## Begin DATA SHOWN
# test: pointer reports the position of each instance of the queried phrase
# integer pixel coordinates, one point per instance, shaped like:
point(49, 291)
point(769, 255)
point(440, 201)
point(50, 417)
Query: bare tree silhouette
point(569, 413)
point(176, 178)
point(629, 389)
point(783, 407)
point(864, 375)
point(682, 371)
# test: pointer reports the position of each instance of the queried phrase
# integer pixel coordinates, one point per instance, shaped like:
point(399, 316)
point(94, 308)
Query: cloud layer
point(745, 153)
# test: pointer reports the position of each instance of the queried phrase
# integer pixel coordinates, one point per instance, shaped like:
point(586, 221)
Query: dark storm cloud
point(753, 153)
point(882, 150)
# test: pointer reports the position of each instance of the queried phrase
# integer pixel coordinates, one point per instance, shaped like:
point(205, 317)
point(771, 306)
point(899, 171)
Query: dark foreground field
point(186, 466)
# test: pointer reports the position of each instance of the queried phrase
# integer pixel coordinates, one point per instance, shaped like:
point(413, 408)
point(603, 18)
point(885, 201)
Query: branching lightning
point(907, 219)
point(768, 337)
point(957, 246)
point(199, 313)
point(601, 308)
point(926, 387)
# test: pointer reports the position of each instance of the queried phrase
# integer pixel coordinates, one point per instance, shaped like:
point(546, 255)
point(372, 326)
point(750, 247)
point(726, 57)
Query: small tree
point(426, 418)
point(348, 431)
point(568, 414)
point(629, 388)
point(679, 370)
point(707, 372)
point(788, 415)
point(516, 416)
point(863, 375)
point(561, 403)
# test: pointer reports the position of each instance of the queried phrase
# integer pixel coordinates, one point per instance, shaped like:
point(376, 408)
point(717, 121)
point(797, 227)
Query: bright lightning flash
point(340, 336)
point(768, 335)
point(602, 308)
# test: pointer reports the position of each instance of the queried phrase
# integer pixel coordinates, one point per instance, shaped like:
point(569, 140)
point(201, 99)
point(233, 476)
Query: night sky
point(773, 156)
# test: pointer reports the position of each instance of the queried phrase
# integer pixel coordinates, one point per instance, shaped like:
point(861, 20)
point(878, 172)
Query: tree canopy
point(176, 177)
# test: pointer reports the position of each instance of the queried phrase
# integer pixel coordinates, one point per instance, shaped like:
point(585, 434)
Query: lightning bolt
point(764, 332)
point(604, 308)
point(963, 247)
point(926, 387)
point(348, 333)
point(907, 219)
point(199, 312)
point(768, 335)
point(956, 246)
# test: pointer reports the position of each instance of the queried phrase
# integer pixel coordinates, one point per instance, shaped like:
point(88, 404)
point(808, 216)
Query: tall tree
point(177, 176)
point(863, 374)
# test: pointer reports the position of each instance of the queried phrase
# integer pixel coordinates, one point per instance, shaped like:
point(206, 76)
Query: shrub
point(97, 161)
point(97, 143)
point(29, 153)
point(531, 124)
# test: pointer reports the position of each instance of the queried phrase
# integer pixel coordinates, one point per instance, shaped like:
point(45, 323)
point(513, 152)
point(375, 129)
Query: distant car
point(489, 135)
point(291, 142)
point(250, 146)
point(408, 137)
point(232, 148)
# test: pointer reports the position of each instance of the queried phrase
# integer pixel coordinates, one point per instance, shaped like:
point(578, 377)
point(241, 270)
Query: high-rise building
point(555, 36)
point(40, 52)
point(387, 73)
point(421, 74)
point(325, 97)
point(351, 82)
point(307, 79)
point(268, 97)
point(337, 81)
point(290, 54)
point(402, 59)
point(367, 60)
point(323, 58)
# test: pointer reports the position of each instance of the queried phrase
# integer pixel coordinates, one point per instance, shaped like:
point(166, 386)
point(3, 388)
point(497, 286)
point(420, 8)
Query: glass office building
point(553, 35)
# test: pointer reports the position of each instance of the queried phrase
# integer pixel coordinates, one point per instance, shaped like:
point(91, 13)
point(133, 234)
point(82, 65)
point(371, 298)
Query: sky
## End DATA SHOWN
# WHAT TO PRODUCE
Output the data above exactly, please, line for line.

# WRITTEN RESPONSE
# test: pointer reports the position of each instance of the queried phrase
# integer pixel coordinates, one point per instance, shaped like:
point(49, 291)
point(769, 255)
point(440, 201)
point(50, 417)
Query: bare tree silhouette
point(569, 413)
point(176, 178)
point(629, 389)
point(783, 407)
point(864, 375)
point(682, 371)
# test: pointer reports the position of each instance of the queried phrase
# integer pixel coordinates, one point per instance, shaped like:
point(399, 316)
point(94, 308)
Query: cloud layer
point(745, 153)
# test: pointer reports the position of each instance of the queried phrase
# integer pixel coordinates, one point per instance, shaped like:
point(586, 221)
Query: dark storm cloud
point(753, 153)
point(882, 150)
# test: pointer reports the position of each instance of the queried phrase
# integer pixel coordinates, one point per instance, shaped like:
point(205, 317)
point(771, 306)
point(899, 171)
Query: dark foreground field
point(186, 466)
# test: pointer reports the position of each instance of the queried phrase
# integer pixel coordinates, one point per instance, shaped like:
point(413, 408)
point(603, 18)
point(885, 201)
Query: branching lightning
point(907, 219)
point(768, 337)
point(957, 246)
point(199, 313)
point(601, 308)
point(926, 387)
# test: pointer reports the position of each instance of the queried phrase
# integer pixel coordinates, one point per instance, shaped like:
point(546, 255)
point(372, 326)
point(750, 247)
point(726, 57)
Query: small tree
point(426, 418)
point(348, 431)
point(568, 414)
point(629, 388)
point(679, 370)
point(707, 372)
point(788, 415)
point(516, 416)
point(863, 375)
point(561, 403)
# test: pointer reports the position of each instance of the queried phrase
# integer pixel coordinates, one point per instance, shaped like:
point(376, 408)
point(717, 121)
point(797, 227)
Query: bright lightning flash
point(340, 336)
point(768, 335)
point(602, 308)
# test: pointer reports the position of each instance of the queried phrase
# integer pixel coordinates, one point per instance, shaped like:
point(569, 140)
point(201, 99)
point(233, 476)
Query: night sky
point(773, 156)
# test: pointer reports the position of each instance of the queried phrase
# integer pixel coordinates, one point per instance, shaped like:
point(861, 20)
point(878, 172)
Query: tree canopy
point(176, 177)
# test: pointer reports the position of each instance of the queried phrase
# integer pixel coordinates, one point per instance, shaped like:
point(585, 434)
Query: lightning bolt
point(764, 332)
point(604, 308)
point(963, 247)
point(926, 387)
point(348, 333)
point(907, 219)
point(199, 312)
point(768, 335)
point(956, 246)
# test: pointer reports the position of each instance of the queried phrase
# integer pixel coordinates, one point per instance, shaped like:
point(88, 404)
point(808, 216)
Query: tall tree
point(177, 176)
point(863, 374)
# test: pointer reports the position of each instance of the queried phrase
# integer pixel coordinates, one point per instance, shaped like:
point(206, 76)
Query: shrub
point(97, 161)
point(97, 143)
point(29, 153)
point(531, 124)
# test: pointer reports the position of each instance of the queried phrase
# integer pixel coordinates, one point per instance, shaped like:
point(45, 323)
point(513, 152)
point(375, 129)
Query: distant car
point(489, 135)
point(291, 142)
point(250, 146)
point(408, 137)
point(232, 148)
# test: pointer reports the position of each instance of the queried phrase
# integer pixel coordinates, one point per instance, shaped like:
point(578, 377)
point(241, 270)
Query: high-rise building
point(555, 36)
point(40, 52)
point(387, 73)
point(421, 74)
point(325, 97)
point(351, 82)
point(307, 79)
point(268, 97)
point(337, 81)
point(290, 54)
point(402, 59)
point(367, 60)
point(323, 58)
# test: pointer reports the position of each instance of the queried phrase
# integer pixel coordinates, one point per instance, shaped like:
point(166, 386)
point(3, 388)
point(497, 286)
point(420, 8)
Query: glass office building
point(553, 35)
# test: pointer reports the position of each instance of the queried phrase
# integer pixel coordinates, one point per instance, shaped like:
point(91, 13)
point(133, 234)
point(82, 65)
point(371, 298)
Query: sky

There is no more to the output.